── Raw records ──
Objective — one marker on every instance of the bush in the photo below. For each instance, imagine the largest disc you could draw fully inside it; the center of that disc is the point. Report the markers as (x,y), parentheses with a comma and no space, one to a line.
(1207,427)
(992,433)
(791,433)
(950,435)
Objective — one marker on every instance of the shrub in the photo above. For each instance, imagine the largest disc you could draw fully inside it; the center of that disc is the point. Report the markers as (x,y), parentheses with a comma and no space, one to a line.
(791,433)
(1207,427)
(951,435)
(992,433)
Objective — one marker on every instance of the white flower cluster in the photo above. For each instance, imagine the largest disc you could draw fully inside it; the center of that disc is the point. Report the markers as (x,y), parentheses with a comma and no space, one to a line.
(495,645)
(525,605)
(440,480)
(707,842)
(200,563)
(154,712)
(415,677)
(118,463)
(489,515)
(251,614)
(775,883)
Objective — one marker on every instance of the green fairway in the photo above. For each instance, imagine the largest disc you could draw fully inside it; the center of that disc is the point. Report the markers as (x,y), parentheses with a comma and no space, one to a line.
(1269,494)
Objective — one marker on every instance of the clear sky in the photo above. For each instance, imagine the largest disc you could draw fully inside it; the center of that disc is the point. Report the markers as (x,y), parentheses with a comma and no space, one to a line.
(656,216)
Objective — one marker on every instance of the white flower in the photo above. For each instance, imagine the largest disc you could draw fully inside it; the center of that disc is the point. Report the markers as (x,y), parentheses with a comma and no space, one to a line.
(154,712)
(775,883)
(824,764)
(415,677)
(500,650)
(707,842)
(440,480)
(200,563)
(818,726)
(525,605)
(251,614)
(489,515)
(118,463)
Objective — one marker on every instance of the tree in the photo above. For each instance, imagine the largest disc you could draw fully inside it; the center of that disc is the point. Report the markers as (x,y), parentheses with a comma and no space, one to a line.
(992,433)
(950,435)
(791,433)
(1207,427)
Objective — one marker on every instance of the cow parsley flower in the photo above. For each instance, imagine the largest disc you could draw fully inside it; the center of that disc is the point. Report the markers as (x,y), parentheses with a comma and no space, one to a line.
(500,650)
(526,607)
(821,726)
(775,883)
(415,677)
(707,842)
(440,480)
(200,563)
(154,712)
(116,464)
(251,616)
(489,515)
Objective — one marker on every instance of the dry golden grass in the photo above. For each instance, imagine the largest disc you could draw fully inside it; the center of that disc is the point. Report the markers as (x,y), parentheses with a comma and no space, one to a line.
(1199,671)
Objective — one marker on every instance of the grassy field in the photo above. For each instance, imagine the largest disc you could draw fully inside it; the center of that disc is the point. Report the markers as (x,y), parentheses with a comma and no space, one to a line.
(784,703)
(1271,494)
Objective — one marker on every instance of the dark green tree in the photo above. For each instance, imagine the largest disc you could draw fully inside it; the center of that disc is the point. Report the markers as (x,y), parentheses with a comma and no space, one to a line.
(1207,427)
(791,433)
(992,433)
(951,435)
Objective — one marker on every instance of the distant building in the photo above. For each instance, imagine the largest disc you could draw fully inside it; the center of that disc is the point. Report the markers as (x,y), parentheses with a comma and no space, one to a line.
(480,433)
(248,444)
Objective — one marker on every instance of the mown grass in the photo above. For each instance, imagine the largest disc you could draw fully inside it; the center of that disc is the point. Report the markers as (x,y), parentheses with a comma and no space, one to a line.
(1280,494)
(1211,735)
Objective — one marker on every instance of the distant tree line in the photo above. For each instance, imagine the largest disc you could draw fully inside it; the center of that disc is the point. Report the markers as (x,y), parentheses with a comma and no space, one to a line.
───
**Problem:** Print the whole listing exactly as it is.

**Task answer:**
Objective — one marker on every instance of the bush in the photo below. For each instance, imagine the largest disc you could draw fully inside it; the center of that disc is the point. Report the markers as (x,y), parentheses with a comma and no space, one to a line.
(1207,427)
(992,433)
(791,433)
(950,435)
Objective — one marker on every instance of the shrub in the photo above. For each instance, imagine the largest disc you could draw fully inside it; the center of that disc is the point. Report the markers as (x,y), parentheses with a comma and no space, one to a line.
(791,433)
(1207,427)
(951,435)
(992,433)
Objective — one marker on every instance of the white flower cluster in the photo above. For each instance, imagine the largest disc you could draw fully inside it; the center of that disc is the point. Report the markers as (x,y), parentheses with a comma and no space, one to a line.
(495,645)
(525,605)
(440,480)
(707,842)
(200,563)
(154,712)
(415,677)
(118,463)
(489,515)
(251,614)
(775,883)
Objective — one marker on every instance of the green fairway in the photo above. For each instance, imagine the largest disc you could draw fully inside it; the center of that disc is the point. Report the markers as (x,y), parentheses with a comma and no space, one to a line.
(1269,494)
Objective — one marker on every instance of the clear sky in the photo above. For each instance, imagine the largest disc you could draw fully inside it; the center of that disc is the point. Report the markers as (x,y), parentheses with a comma and no space, one to a line.
(656,216)
Objective — one marker on every instance of the white flower in the photo above. For each instance, imagine the largest disc you could draw fully inside it; the center of that disc is the point. Report the markers as (x,y), parentheses with a comma and no space, one to a line.
(154,712)
(775,883)
(824,764)
(415,677)
(500,650)
(707,842)
(440,480)
(200,563)
(818,726)
(525,605)
(251,614)
(489,515)
(118,463)
Objective — one marker on every instance of the tree in the photo above. For each instance, imagine the largest disc you could draw fully inside it; the center of that disc is the point. Report the markers as (x,y), parentheses with a comma and no space, one to a line.
(992,433)
(950,435)
(791,433)
(1207,427)
Objective — one marker on every instance of the cow parsley flower in the photo above. For each instance, imagine the largest disc you could draw fully inside it; the center of that disc is the point. Report the markers as (x,y), parentheses with a comma and no space, one to a line.
(500,650)
(526,607)
(821,726)
(775,883)
(415,677)
(707,842)
(440,480)
(200,563)
(154,712)
(116,464)
(251,616)
(489,515)
Objective — one marker on every instance of the dry golden grass in the photo above. For each instance, imagine the largest disc you could draw fully inside it; the center of that disc is the point. Report the markers as (x,y), parentheses with a comma and no space, one to a line.
(1199,671)
Objective — one marker on every instance of the grassy field in the photo above. For each instance, imagine the largest disc you could draw fully inside it; the center of that disc is the point. Report the markers as (x,y), parentheses with a comma and no space, one to a line.
(784,703)
(1271,494)
Objective — one marker on every instance of the dark green tree in the photo above. For each instance, imagine the largest disc you could draw fully inside it; the center of that disc is the point. Report the markers as (x,y), parentheses with a comma and no space, one to a line.
(1207,427)
(791,433)
(992,433)
(951,435)
Objective — one marker on every instance of the distant building in the photo above. For each instance, imagine the largest disc you could draw fully inside it; the center of that disc is the point. Report the markers as (x,y), parentheses with a comma and no space, one to a line.
(480,433)
(248,444)
Objective — one marker on every instance of the mown grass in the photo above. For each instance, imagine the largest disc you could draw fully inside it; the center of that disc is the point. Report the markers as (x,y), parentheses with a comma and no space, one to a line.
(1280,494)
(1211,735)
Objective — one marker on every instance of the distant tree line in the photo above. For each instance, imagine the largest disc you could draw fully inside it; the center of that disc is the point. Report the markers as (x,y), parentheses with a comma and no space, one to a line.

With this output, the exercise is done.